= Excerpted records =
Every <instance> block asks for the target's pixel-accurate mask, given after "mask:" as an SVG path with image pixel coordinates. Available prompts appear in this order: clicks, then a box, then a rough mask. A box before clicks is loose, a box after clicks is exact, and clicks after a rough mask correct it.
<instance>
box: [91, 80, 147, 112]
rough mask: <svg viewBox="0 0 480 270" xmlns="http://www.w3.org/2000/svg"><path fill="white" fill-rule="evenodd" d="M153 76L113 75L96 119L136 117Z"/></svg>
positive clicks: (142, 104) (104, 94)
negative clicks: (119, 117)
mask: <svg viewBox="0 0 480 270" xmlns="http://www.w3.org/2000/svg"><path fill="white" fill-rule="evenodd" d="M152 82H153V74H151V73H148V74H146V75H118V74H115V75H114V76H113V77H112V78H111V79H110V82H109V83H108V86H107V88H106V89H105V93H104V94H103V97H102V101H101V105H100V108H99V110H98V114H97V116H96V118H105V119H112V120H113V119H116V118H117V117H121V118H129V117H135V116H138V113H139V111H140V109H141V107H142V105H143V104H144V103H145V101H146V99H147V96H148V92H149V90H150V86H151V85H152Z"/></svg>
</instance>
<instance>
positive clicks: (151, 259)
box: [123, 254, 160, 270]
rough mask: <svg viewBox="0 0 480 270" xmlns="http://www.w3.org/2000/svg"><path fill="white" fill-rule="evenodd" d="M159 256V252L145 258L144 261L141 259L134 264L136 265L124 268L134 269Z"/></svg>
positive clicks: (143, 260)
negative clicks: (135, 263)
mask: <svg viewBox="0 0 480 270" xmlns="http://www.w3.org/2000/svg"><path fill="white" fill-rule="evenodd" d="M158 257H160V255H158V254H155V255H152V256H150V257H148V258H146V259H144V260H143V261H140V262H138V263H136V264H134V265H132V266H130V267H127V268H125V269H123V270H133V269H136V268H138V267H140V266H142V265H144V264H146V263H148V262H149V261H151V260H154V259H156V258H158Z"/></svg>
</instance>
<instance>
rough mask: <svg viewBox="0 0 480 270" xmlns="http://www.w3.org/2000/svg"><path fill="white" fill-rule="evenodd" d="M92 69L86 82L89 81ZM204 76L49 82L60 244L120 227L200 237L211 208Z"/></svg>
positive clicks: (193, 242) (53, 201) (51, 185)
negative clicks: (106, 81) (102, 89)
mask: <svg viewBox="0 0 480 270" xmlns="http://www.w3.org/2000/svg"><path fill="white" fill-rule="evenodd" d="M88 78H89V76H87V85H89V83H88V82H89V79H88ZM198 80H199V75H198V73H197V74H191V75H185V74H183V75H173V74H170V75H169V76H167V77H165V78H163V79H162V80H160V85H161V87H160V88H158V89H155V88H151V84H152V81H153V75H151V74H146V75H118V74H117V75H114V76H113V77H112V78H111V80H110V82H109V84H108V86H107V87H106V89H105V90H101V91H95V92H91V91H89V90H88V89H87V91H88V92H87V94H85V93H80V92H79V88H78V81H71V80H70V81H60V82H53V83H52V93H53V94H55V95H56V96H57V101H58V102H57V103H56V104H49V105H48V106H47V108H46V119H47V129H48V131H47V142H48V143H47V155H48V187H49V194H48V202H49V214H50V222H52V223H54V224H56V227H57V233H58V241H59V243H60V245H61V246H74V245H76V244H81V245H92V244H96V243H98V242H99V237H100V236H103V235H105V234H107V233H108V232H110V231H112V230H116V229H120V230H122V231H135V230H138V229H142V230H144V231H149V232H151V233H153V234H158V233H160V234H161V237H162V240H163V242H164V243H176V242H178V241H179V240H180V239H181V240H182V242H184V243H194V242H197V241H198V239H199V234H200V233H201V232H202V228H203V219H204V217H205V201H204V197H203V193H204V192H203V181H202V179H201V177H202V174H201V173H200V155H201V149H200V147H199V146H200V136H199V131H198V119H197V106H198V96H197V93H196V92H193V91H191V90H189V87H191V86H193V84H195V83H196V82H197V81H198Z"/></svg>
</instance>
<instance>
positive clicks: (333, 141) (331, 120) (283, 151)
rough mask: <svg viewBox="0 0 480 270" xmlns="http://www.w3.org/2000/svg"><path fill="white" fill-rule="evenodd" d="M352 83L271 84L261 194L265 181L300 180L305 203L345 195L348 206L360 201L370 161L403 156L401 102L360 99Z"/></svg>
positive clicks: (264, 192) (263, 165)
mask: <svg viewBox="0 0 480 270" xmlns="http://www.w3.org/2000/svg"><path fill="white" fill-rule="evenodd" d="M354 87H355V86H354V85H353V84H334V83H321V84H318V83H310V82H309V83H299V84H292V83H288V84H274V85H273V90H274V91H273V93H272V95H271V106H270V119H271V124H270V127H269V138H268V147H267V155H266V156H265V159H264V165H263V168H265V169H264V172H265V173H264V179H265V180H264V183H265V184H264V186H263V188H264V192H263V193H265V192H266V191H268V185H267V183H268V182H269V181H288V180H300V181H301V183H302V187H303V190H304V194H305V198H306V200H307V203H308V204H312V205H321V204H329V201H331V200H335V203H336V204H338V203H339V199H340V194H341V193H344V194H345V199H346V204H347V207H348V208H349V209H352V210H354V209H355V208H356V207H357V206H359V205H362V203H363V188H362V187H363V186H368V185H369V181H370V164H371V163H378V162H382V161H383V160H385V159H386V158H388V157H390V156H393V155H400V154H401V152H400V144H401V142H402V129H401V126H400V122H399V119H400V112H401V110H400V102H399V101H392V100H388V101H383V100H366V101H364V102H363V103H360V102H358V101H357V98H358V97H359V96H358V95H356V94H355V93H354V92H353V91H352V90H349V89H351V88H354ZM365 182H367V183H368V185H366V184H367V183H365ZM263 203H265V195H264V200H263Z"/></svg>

= Your instructions =
Once you have read the material above, write all of it out again exactly.

= Task solution =
Every <instance> block asks for the target's pixel-accurate mask, given after "mask:" as an SVG path with image pixel coordinates. Available prompts appear in this order: clicks, then a box, then a rough mask. A box before clicks is loose, a box after clicks is exact, and clicks after a rough mask correct it.
<instance>
box: [91, 80, 147, 112]
rough mask: <svg viewBox="0 0 480 270" xmlns="http://www.w3.org/2000/svg"><path fill="white" fill-rule="evenodd" d="M153 76L113 75L96 119L136 117Z"/></svg>
positive clicks: (142, 104) (104, 94)
negative clicks: (119, 117)
mask: <svg viewBox="0 0 480 270" xmlns="http://www.w3.org/2000/svg"><path fill="white" fill-rule="evenodd" d="M152 82H153V74H151V73H148V74H146V75H118V74H115V75H114V76H113V77H112V78H111V79H110V82H109V83H108V86H107V88H106V89H105V93H104V94H103V97H102V101H101V105H100V108H99V110H98V114H97V116H96V118H105V119H112V120H113V119H116V118H117V117H121V118H129V117H135V116H138V113H139V111H140V109H141V107H142V105H143V104H144V103H145V101H146V99H147V96H148V92H149V90H150V86H151V85H152Z"/></svg>
</instance>
<instance>
positive clicks: (151, 259)
box: [123, 254, 160, 270]
rough mask: <svg viewBox="0 0 480 270" xmlns="http://www.w3.org/2000/svg"><path fill="white" fill-rule="evenodd" d="M159 256V252L145 258L144 261L141 259L134 264L136 265L124 268L134 269Z"/></svg>
positive clicks: (143, 260)
negative clicks: (135, 263)
mask: <svg viewBox="0 0 480 270" xmlns="http://www.w3.org/2000/svg"><path fill="white" fill-rule="evenodd" d="M158 257H160V255H158V254H155V255H152V256H150V257H148V258H146V259H144V260H143V261H140V262H138V263H136V264H134V265H132V266H130V267H127V268H125V269H123V270H133V269H136V268H138V267H140V266H142V265H144V264H146V263H148V262H149V261H151V260H154V259H156V258H158Z"/></svg>
</instance>
<instance>
rough mask: <svg viewBox="0 0 480 270" xmlns="http://www.w3.org/2000/svg"><path fill="white" fill-rule="evenodd" d="M92 69L86 82L89 81ZM204 76L49 82L60 244L120 227L200 237L211 208Z"/></svg>
positive clicks: (193, 242) (53, 201) (51, 185)
negative clicks: (106, 81) (102, 89)
mask: <svg viewBox="0 0 480 270" xmlns="http://www.w3.org/2000/svg"><path fill="white" fill-rule="evenodd" d="M88 78H89V76H87V85H89V83H88V82H89V79H88ZM198 80H199V75H198V73H197V74H191V75H185V74H183V75H173V74H170V75H169V76H167V77H165V78H163V79H162V80H160V85H161V87H160V88H158V89H155V88H151V84H152V81H153V75H151V74H146V75H118V74H117V75H114V76H113V77H112V78H111V80H110V82H109V84H108V86H107V87H106V89H105V90H101V91H95V92H91V91H89V90H88V89H87V91H88V92H87V94H85V93H80V92H79V88H78V81H71V80H70V81H60V82H53V83H52V93H53V94H55V95H56V96H57V101H58V102H57V103H56V104H49V105H48V106H47V108H46V119H47V129H48V131H47V142H48V143H47V155H48V187H49V194H48V202H49V214H50V222H52V223H54V224H56V227H57V233H58V241H59V243H60V245H61V246H74V245H76V244H81V245H92V244H96V243H98V242H99V237H100V236H103V235H105V234H107V233H108V232H110V231H112V230H116V229H120V230H122V231H135V230H138V229H142V230H144V231H149V232H151V233H153V234H158V233H160V234H161V237H162V240H163V242H164V243H176V242H178V241H179V240H180V239H181V240H182V242H184V243H194V242H197V241H198V239H199V234H200V233H201V232H202V228H203V219H204V217H205V201H204V197H203V193H204V192H203V181H202V179H201V177H202V174H201V173H200V155H201V149H200V147H199V146H200V136H199V131H198V119H197V106H198V96H197V93H196V92H193V91H191V90H189V87H191V86H193V84H195V83H196V82H197V81H198Z"/></svg>
</instance>
<instance>
positive clicks: (333, 141) (331, 120) (283, 151)
rough mask: <svg viewBox="0 0 480 270" xmlns="http://www.w3.org/2000/svg"><path fill="white" fill-rule="evenodd" d="M352 83L271 84L261 194L265 181L300 180L305 203L345 195L348 206L360 201L370 161L403 156L401 102L360 99Z"/></svg>
positive clicks: (264, 192) (263, 165)
mask: <svg viewBox="0 0 480 270" xmlns="http://www.w3.org/2000/svg"><path fill="white" fill-rule="evenodd" d="M354 87H355V86H354V85H353V84H334V83H321V84H318V83H310V82H309V83H299V84H292V83H288V84H274V85H273V90H274V91H273V93H272V95H271V106H270V119H271V124H270V127H269V138H268V147H267V155H266V156H265V159H264V165H263V168H265V169H264V172H265V173H264V179H265V180H264V183H265V184H264V186H263V188H264V192H263V193H265V192H266V191H268V185H267V183H268V182H269V181H288V180H300V181H301V183H302V187H303V190H304V194H305V198H306V200H307V203H308V204H312V205H321V204H329V201H331V200H335V203H336V204H338V203H339V199H340V194H341V193H344V194H345V199H346V204H347V207H348V208H349V209H352V210H354V209H355V208H356V207H357V206H359V205H362V203H363V188H362V187H363V186H368V185H369V181H370V164H371V163H378V162H382V161H383V160H385V159H386V158H388V157H390V156H393V155H400V154H401V152H400V144H401V142H402V129H401V126H400V122H399V119H400V112H401V110H400V102H399V101H392V100H388V101H383V100H366V101H364V102H363V103H360V102H358V101H357V98H358V97H359V96H358V95H356V94H355V93H354V92H353V91H352V90H349V89H351V88H354ZM365 182H367V183H368V185H366V184H367V183H365ZM263 203H265V195H264V200H263Z"/></svg>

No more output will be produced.